ABOUT THIS EXERCISE: Pictures are to be omitted, and every entry below is to be restated exactly.

----------

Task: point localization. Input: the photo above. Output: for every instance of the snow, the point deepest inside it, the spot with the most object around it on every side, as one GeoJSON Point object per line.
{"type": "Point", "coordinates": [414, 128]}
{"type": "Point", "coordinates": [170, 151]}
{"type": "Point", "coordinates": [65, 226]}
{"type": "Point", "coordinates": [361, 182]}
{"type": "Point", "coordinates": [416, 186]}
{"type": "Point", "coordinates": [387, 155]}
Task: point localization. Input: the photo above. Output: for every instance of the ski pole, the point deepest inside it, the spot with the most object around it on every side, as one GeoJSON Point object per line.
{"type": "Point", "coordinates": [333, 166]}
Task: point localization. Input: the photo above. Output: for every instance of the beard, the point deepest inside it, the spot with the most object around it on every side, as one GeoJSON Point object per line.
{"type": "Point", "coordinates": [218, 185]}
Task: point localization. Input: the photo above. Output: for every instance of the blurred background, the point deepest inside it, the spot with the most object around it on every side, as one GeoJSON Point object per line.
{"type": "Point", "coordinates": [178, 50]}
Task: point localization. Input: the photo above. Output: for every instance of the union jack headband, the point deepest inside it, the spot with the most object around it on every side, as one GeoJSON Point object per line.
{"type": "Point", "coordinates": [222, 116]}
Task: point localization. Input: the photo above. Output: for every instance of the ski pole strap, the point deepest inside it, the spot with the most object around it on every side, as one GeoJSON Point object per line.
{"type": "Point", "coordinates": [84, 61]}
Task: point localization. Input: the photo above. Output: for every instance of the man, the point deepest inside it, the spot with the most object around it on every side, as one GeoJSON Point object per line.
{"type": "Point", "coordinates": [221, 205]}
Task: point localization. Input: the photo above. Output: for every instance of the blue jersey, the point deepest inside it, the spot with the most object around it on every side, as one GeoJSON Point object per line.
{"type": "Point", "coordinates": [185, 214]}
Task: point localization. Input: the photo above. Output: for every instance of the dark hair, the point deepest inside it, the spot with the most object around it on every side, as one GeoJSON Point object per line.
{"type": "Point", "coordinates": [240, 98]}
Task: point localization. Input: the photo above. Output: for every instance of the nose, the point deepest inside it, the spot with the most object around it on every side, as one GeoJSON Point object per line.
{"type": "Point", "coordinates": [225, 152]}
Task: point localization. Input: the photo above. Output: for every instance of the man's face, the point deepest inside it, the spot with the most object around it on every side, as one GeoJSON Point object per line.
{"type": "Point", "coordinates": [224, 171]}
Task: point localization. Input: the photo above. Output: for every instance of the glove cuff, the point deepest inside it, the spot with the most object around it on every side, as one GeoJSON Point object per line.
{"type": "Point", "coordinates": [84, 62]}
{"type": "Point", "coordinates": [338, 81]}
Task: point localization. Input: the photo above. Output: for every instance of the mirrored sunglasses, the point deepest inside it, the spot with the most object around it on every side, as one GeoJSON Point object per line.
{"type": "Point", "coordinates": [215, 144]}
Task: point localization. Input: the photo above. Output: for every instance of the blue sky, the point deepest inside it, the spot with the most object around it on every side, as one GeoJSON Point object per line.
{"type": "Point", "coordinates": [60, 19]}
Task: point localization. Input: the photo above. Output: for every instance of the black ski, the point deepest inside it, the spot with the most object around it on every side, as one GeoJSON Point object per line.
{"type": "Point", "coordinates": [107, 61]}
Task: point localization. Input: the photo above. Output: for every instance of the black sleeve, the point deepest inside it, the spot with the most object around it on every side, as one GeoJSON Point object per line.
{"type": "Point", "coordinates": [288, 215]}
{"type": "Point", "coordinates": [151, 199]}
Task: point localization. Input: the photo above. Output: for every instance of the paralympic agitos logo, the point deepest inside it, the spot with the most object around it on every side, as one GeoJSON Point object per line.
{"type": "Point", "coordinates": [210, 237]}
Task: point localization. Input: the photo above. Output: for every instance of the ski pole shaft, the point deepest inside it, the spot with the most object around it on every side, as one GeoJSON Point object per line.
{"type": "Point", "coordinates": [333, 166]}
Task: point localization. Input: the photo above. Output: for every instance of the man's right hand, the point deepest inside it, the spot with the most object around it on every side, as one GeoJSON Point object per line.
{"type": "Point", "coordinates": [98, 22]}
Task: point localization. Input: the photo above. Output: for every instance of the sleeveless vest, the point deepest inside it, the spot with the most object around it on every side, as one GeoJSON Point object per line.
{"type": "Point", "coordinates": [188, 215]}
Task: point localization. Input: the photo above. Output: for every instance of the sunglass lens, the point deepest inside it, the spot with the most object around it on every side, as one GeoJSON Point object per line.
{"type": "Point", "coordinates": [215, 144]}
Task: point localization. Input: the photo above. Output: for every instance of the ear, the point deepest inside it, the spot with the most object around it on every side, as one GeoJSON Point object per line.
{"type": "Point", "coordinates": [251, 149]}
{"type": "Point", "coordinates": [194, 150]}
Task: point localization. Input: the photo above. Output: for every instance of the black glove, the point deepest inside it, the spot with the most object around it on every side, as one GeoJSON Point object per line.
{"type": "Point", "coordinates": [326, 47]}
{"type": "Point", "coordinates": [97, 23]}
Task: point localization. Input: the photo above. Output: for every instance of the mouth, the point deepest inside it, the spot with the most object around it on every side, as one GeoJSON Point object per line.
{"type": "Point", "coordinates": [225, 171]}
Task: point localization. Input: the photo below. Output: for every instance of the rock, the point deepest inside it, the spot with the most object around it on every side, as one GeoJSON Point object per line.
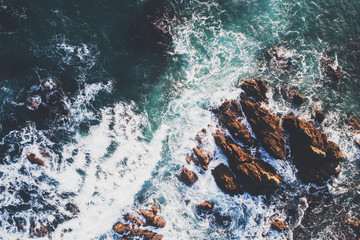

----------

OUTPUT FOR THIS TASK:
Task: point localization. Input: the photo above. Output: for every instance of the snow, the point deepest inside it, the spot with the most object around it on every side, as one GeoJSON Point object per line.
{"type": "Point", "coordinates": [414, 128]}
{"type": "Point", "coordinates": [170, 151]}
{"type": "Point", "coordinates": [65, 226]}
{"type": "Point", "coordinates": [361, 182]}
{"type": "Point", "coordinates": [416, 186]}
{"type": "Point", "coordinates": [387, 155]}
Task: point localization. Input: the photo above. Output: for every instance of the ski pole, the point deepest inside it, the spot with the most object around it on every side, as one GeoJSON Point object per line.
{"type": "Point", "coordinates": [333, 166]}
Task: point localization. Input: the photo above. Output: for every instance of the beard, the point deepest inside it, the spot with the most object around it on every side, as one GeoJSON Point object per line.
{"type": "Point", "coordinates": [218, 185]}
Task: point localization. Input: the photo above. Output: for every instance of the blurred background, the point deepest inside it, the spot with the most object around it on every side, as one GeoJSON Point object per line.
{"type": "Point", "coordinates": [178, 50]}
Task: point localization. Input: the photo above. Output: for every instance of the union jack headband, the point deepest inside it, the spot with the most object around it on every side, as one GeoJSON Point object per line.
{"type": "Point", "coordinates": [222, 116]}
Task: point localization. Input: the photo above. Output: for every instance of the ski pole strap, the point deepest inside it, the spot with the most object around it on every side, as one GeoJSON Point object per line.
{"type": "Point", "coordinates": [84, 61]}
Task: point localization. Input: the photo above. Output: for every instance of the man, the point deepest inside it, the spot with the most object around it on every side, as one GeoJSON Point object per line.
{"type": "Point", "coordinates": [221, 205]}
Task: point localization. Input: the photo above. Output: for every instance of the blue jersey, the point deepest inside it, the spot with the most object around it on every side, as one GeoJSON Point object per line.
{"type": "Point", "coordinates": [185, 214]}
Task: point localization. Input: the photo above. Output: for every instance of the dark hair, the point deepest inside it, the spot with the most object around it on every side, as one GeoJSON Point object per line.
{"type": "Point", "coordinates": [240, 98]}
Task: point localization. Input: the photo above. Output: for every instance of the nose, the point deepest inside it, the spot with the most object around it on every side, as one GeoJSON Point object per line.
{"type": "Point", "coordinates": [225, 152]}
Task: point localization. Input: the photo above. Output: for every instance of the man's face, the point deepest inside it, the spot with the most object around it on every side, as one GeoJSON Point object per line.
{"type": "Point", "coordinates": [224, 171]}
Task: point localization. Input: the photo above. Output: for every instance of the glove cuff, the point deepest inside it, the spot with the most object around it on every side, as one GeoJSON Point object per line.
{"type": "Point", "coordinates": [84, 62]}
{"type": "Point", "coordinates": [338, 81]}
Task: point localization. Input: the photo above. Output: for every instance of the mirrored sunglasses, the point deepest inside it, the spot with the most object around it on every side, as one GeoJSON Point object per line.
{"type": "Point", "coordinates": [215, 144]}
Task: point localization. Input: the photo above. Output: for every instance of the blue sky, the point deepest inside it, the spot with the most object around it on every side, as one GeoJSON Point object per line.
{"type": "Point", "coordinates": [60, 19]}
Task: point localization. Input: the photo above. Output: for every instance of the black ski, the point deepest inside it, the spot with the most object around it on every side, as one GeoJSON Point object per line.
{"type": "Point", "coordinates": [107, 61]}
Task: point localization. Input: the photo above. Output: for every instance of the black sleeve, the point deepest inside it, the spot with the most object around it on every side, as one GeoJSON Point object per line.
{"type": "Point", "coordinates": [288, 215]}
{"type": "Point", "coordinates": [151, 199]}
Task: point localization. Input: the photo above. Output: for every instance of the paralympic agitos logo, the point deepest inside it, the spot with the most object around it on every side, as one GeoJSON Point object per line.
{"type": "Point", "coordinates": [210, 237]}
Task: point localization. Input: the photo above. Output: for every instance of the ski pole shaft, the point deepest inside it, the spot with the most object around it on every side, as one GeoJSON Point object per line.
{"type": "Point", "coordinates": [333, 166]}
Task: point localization. Input: the photo above. Output: for every instance of the man's right hand, the point deepest inside it, the spot with the most object around it on every side, as one GeoJSON Point object per line.
{"type": "Point", "coordinates": [98, 22]}
Task: point localization. Input: the photo above. Output: for every instance of the sleeveless vest, the point deepest inside it, the spot with the most object around it on every side, as one GeoJSON Point object per line.
{"type": "Point", "coordinates": [188, 215]}
Task: point localization. Input: the photo above. Output: for every instance of the sunglass lens, the point deepest inside it, the spot with the most object around it on every side, as one GeoJSON Point object per line.
{"type": "Point", "coordinates": [215, 144]}
Task: point localization. Input: the photo above. Output: for every instance of the ear, the point deepest inside it, the spot with the most object around it on every side, as one GeoJSON Point object per line.
{"type": "Point", "coordinates": [251, 149]}
{"type": "Point", "coordinates": [194, 150]}
Task: point localization. Input: the photo above. Output: for every instance of the black glove, the point deepest inside it, the spot with the most object around it on every side, as one GeoJSON Point object per line.
{"type": "Point", "coordinates": [326, 47]}
{"type": "Point", "coordinates": [97, 23]}
Task: point localization. Input: the photo above. Output: for every instance of the mouth, the point deepest inside it, the spot with the most object around it on every side, as one GeoJSON Point object per line.
{"type": "Point", "coordinates": [225, 171]}
Task: point localization. Input: the photo below. Output: for every instance of the rock, the point deepest inside it, the spot with the most object around it on every side, as one GeoJSON Point object per line.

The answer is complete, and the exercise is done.